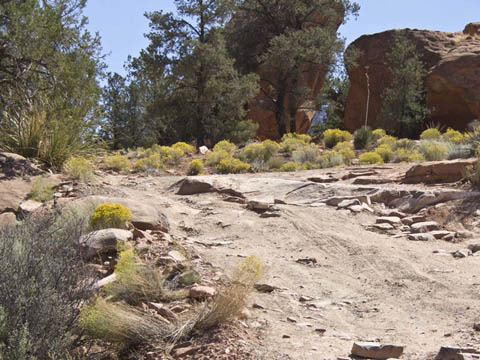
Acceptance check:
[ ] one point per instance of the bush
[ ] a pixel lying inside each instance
(226, 146)
(388, 140)
(378, 134)
(213, 158)
(332, 137)
(472, 175)
(42, 189)
(385, 152)
(117, 162)
(43, 282)
(108, 215)
(184, 147)
(229, 303)
(79, 168)
(306, 154)
(122, 324)
(195, 167)
(330, 159)
(433, 151)
(290, 167)
(232, 166)
(370, 158)
(454, 136)
(152, 163)
(362, 138)
(431, 134)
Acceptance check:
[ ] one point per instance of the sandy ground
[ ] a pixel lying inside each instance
(363, 286)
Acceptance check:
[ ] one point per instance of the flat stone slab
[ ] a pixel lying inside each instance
(378, 351)
(425, 226)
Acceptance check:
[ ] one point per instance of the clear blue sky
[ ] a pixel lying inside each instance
(121, 23)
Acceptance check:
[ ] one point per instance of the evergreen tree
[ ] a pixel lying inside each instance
(288, 40)
(204, 95)
(403, 102)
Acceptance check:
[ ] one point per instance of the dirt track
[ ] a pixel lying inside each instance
(364, 285)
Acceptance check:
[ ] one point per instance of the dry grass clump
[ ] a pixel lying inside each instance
(122, 324)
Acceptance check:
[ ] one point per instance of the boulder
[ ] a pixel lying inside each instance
(371, 350)
(438, 171)
(452, 79)
(103, 241)
(425, 226)
(455, 353)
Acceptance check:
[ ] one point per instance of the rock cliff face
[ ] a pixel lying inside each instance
(452, 83)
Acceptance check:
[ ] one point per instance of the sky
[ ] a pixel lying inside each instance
(122, 26)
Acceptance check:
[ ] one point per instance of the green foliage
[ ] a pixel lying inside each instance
(151, 163)
(290, 166)
(332, 137)
(370, 158)
(225, 145)
(43, 282)
(378, 134)
(403, 101)
(431, 134)
(79, 168)
(48, 89)
(117, 162)
(42, 189)
(362, 138)
(195, 167)
(472, 175)
(184, 147)
(454, 136)
(108, 215)
(385, 152)
(433, 151)
(121, 324)
(213, 158)
(231, 165)
(330, 159)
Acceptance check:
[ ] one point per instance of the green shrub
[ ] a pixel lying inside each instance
(43, 282)
(431, 134)
(370, 158)
(108, 215)
(232, 166)
(153, 163)
(195, 167)
(79, 168)
(388, 140)
(378, 134)
(213, 158)
(42, 189)
(122, 324)
(362, 138)
(184, 147)
(290, 166)
(226, 146)
(332, 137)
(433, 151)
(330, 159)
(117, 162)
(385, 152)
(472, 174)
(306, 154)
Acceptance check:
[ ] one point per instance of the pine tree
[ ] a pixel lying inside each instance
(403, 102)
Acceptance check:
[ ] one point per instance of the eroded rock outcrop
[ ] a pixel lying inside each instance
(452, 83)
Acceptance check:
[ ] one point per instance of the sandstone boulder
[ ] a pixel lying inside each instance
(452, 81)
(438, 171)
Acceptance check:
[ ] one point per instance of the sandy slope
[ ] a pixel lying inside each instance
(364, 286)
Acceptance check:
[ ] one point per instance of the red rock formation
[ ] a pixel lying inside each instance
(452, 83)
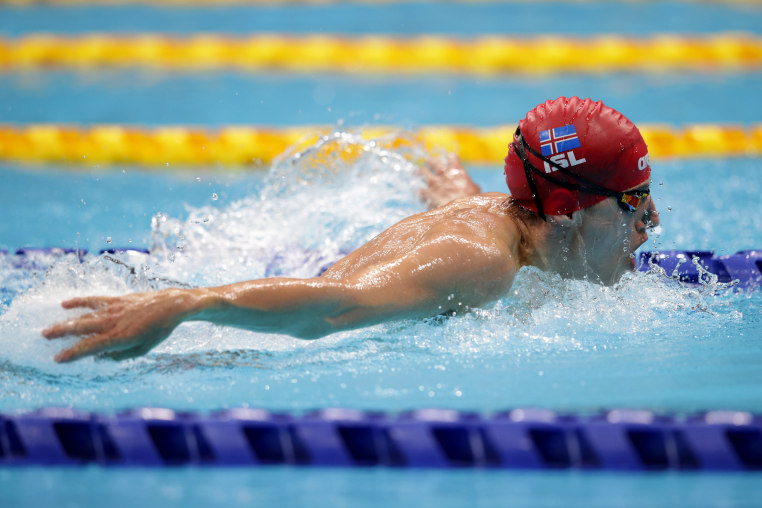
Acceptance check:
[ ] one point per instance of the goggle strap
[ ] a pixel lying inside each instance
(592, 187)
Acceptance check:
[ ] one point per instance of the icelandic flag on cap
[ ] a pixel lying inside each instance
(560, 139)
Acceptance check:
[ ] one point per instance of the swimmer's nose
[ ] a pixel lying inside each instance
(649, 219)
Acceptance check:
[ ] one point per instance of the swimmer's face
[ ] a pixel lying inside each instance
(611, 235)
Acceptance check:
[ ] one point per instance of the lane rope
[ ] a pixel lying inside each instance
(192, 3)
(485, 56)
(168, 147)
(741, 271)
(427, 438)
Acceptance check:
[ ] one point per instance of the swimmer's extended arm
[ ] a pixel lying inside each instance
(433, 279)
(446, 179)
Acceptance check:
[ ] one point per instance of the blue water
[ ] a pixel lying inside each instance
(242, 98)
(403, 18)
(672, 348)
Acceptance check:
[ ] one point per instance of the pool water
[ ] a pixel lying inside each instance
(548, 343)
(647, 343)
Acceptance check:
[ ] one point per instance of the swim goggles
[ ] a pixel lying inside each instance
(628, 201)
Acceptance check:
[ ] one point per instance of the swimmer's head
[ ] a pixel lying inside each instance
(569, 154)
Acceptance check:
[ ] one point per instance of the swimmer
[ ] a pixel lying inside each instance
(579, 205)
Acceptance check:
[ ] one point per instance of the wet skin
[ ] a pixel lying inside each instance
(467, 251)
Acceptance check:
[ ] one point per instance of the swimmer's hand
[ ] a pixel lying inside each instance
(124, 326)
(446, 179)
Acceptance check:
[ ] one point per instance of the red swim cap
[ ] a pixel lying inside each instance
(588, 139)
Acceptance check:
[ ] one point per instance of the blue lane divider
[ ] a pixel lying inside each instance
(743, 266)
(628, 440)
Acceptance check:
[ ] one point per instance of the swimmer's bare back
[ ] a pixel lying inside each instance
(464, 254)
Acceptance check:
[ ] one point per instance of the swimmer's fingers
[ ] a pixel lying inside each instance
(89, 302)
(99, 343)
(83, 325)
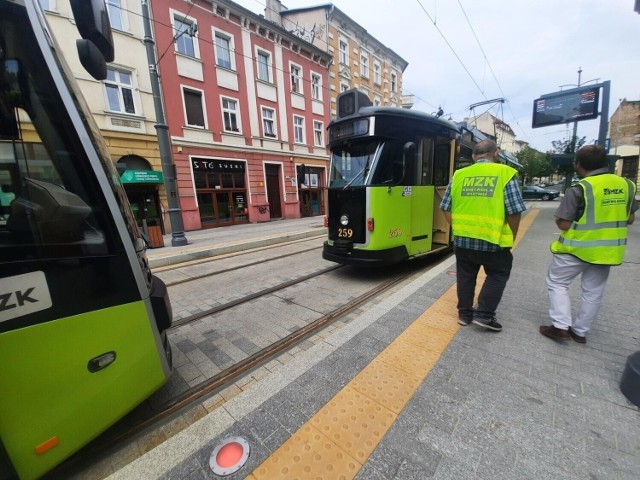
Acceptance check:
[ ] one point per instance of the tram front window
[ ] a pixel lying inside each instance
(350, 164)
(373, 163)
(50, 207)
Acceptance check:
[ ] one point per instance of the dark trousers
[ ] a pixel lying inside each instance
(497, 266)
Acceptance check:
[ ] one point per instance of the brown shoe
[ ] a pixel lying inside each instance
(553, 332)
(577, 337)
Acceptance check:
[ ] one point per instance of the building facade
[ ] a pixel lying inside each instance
(247, 106)
(359, 60)
(500, 131)
(122, 104)
(624, 134)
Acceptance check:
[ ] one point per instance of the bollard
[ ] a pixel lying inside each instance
(630, 381)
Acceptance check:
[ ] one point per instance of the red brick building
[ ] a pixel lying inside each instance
(246, 105)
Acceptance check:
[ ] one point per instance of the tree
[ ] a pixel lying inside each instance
(568, 146)
(571, 145)
(535, 163)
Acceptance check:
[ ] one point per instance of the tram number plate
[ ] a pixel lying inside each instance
(23, 294)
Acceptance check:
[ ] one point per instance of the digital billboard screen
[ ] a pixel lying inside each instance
(566, 107)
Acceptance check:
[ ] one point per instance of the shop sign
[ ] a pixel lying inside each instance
(223, 166)
(142, 176)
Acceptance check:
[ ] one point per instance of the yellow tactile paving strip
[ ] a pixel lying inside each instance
(340, 437)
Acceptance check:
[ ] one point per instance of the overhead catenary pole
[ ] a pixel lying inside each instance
(178, 237)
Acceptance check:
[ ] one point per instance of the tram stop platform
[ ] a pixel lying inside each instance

__________

● EXERCISE PROMPT
Determine how many lines of the data above contain the string "boulder", and give the result with nothing else.

● EXERCISE SOLUTION
2